---------- Teks Sumber
Surplus Neraca Dagang China Catat Rekor


Nusaperdana.com - Neraca dagang China yang sensitif secara politik melonjak naik ke rekor 75,4 miliar dolar AS pada bulan lalu seiring dengan pertumbuhan ekspor hingga 21,2 persen dibandingkan tahun sebelumnya. Permintaan konsumen Amerika Serikat (AS) yang meningkat menjadi faktor utamanya.

Ekspor ke AS tercatat naik 46 persen meskipun masih ada kenaikan tarif dalam perang dagang dengan Washington, menurut data bea cukai, Senin (7/12). Secara keseluruhan, total ekspor mengalami pertumbuhan menjadi 268 miliar dolar AS, terakselerasi dari pertumbuhan 11,4 persen pada Oktober.

Sebelumnya, para ekonom dan analis menilai, kenaikan tidak mungkin berlangsung hingga tahun depan, setelah vaksin virus corona diluncurkan. "Kinerja ekspor jauh lebih kuat dari yang diproyeksikan pada bulan lalu," tutur Julian Evans-Pritchard dari Capital Economics dalam sebuah laporan, seperti dikutip di AP News, Selasa (8/12).

Sementara itu, impor naik lima persen menjadi 192,6 miliar dolar AS, naik dari bulan sebelumnya, 4,7 persen.

Eksportir China telah diuntungkan dari pembukaan kembali aktivitas ekonomi yang relatif lebih awal setelah Partai Komunis menyatakan pandemi virus corona sudah di bawah kendali dibandingkan Maret. Sedangkan, pesaing asingnya masih banyak yang terhambat akibat pengendalian penyebaran virus.

Surplus perdagangan global China untuk 11 bulan pertama tahun 2020 mencapai 460 miliar dolar AS, naik 21,4 persen dari dibandingkan periode yang sama pada tahun lalu. Nilai ini sudah menjadi salah satu nilai tertinggi yang pernah tercatat.

Ekspor ke AS naik menjadi 51,9 miliar dolar AS, sementara impor barang-barang Amerika naik 33 persen menjadi 14,6 miliar dolar AS. Surplus perdagangan dengan AS membengkak 52 persen dibandingkan tahun sebelumnya, menjadi 37,3 miliar dolar AS.
--------------------
▶ **Uji Pemahaman**:
**1.** Tuliskan kembali tanpa perubahan bagian artikel neraca dagang China di atas, mulai dari "Eksportir China telah diuntungkan dari" sampai "pengendalian penyebaran virus.", termasuk kedua batas itu.
**2.** Menurut artikel neraca dagang China di atas, berapa nilai surplus perdagangan China dengan AS?
---------- Cuplikan Data
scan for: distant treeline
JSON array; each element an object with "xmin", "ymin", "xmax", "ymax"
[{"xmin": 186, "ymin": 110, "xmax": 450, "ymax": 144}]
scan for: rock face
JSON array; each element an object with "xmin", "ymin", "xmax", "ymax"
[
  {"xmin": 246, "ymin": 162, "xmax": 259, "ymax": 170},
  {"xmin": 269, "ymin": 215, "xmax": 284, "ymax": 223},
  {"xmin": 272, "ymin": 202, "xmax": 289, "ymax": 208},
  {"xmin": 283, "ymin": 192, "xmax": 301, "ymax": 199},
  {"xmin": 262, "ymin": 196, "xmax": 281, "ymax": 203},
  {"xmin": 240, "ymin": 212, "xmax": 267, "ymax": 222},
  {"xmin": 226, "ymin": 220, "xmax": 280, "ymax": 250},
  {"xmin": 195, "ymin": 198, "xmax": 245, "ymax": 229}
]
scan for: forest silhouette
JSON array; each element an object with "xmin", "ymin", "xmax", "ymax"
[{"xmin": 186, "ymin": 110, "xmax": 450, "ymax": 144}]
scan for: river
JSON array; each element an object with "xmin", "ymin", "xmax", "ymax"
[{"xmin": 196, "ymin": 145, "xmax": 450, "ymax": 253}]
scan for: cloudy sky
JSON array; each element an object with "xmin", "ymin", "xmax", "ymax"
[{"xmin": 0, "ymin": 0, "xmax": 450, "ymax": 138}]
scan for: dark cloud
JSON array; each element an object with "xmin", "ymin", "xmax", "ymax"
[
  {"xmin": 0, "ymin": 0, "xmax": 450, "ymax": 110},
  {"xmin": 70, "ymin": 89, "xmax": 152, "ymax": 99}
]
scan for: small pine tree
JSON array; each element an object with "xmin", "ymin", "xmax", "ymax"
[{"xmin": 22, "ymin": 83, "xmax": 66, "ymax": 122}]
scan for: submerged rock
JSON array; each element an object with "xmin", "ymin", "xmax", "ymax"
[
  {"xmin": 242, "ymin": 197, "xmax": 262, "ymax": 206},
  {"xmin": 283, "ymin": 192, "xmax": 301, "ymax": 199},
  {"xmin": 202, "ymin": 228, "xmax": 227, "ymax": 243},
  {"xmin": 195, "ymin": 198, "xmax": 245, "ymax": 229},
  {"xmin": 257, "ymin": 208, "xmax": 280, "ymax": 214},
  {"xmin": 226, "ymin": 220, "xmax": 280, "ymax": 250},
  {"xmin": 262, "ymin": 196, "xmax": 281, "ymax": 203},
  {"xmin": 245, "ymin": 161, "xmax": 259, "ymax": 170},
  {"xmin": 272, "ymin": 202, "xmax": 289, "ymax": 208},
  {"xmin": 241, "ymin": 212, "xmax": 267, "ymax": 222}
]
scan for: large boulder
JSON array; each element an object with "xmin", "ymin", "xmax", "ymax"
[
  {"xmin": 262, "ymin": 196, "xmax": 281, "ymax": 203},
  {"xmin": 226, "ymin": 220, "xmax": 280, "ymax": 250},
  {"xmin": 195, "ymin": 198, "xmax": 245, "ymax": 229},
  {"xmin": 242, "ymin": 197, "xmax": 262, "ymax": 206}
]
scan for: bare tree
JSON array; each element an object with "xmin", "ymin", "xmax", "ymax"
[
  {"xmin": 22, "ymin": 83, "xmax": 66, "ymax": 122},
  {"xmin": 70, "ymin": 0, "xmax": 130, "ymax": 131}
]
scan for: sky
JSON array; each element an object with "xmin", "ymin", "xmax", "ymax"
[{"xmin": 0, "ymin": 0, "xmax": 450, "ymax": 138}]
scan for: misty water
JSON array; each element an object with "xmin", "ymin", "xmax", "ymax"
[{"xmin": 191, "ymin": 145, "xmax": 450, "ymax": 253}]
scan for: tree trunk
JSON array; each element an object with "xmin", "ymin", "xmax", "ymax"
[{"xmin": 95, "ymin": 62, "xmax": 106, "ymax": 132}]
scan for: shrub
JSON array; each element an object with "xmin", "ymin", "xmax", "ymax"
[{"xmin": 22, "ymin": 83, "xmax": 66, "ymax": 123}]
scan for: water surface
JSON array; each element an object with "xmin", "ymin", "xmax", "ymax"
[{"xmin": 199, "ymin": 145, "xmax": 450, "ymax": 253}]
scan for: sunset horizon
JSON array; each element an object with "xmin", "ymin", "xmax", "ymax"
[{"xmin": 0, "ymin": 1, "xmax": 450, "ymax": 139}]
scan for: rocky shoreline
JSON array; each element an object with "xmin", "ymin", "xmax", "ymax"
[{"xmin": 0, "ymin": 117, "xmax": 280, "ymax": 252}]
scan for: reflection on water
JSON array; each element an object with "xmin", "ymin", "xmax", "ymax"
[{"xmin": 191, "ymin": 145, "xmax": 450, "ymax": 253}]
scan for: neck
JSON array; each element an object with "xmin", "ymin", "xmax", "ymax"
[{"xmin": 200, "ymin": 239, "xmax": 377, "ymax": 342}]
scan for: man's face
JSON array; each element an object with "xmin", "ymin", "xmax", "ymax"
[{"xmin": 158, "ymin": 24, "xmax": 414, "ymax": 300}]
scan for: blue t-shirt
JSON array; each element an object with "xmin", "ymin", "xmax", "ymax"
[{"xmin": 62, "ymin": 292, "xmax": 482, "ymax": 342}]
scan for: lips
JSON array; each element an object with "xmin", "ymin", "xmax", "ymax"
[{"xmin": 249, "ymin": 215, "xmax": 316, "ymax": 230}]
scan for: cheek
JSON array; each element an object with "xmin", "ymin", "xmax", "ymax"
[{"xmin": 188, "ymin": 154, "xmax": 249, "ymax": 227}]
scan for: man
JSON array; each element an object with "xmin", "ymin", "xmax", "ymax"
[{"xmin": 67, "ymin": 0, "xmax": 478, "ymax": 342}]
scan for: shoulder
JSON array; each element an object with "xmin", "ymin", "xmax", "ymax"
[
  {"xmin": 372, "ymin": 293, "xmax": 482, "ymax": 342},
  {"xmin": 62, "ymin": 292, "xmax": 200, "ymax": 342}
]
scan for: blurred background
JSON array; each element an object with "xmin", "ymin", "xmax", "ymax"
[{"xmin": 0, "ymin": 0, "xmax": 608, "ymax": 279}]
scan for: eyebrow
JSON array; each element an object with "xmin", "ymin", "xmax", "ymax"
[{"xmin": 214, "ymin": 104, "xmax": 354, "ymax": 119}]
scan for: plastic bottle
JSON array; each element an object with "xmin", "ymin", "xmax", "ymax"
--------------------
▶ **Jawaban Latihan**:
**1.**
Eksportir China telah diuntungkan dari pembukaan kembali aktivitas ekonomi yang relatif lebih awal setelah Partai Komunis menyatakan pandemi virus corona sudah di bawah kendali dibandingkan Maret. Sedangkan, pesaing asingnya masih banyak yang terhambat akibat pengendalian penyebaran virus.

**2.** 37,3 miliar dolar AS.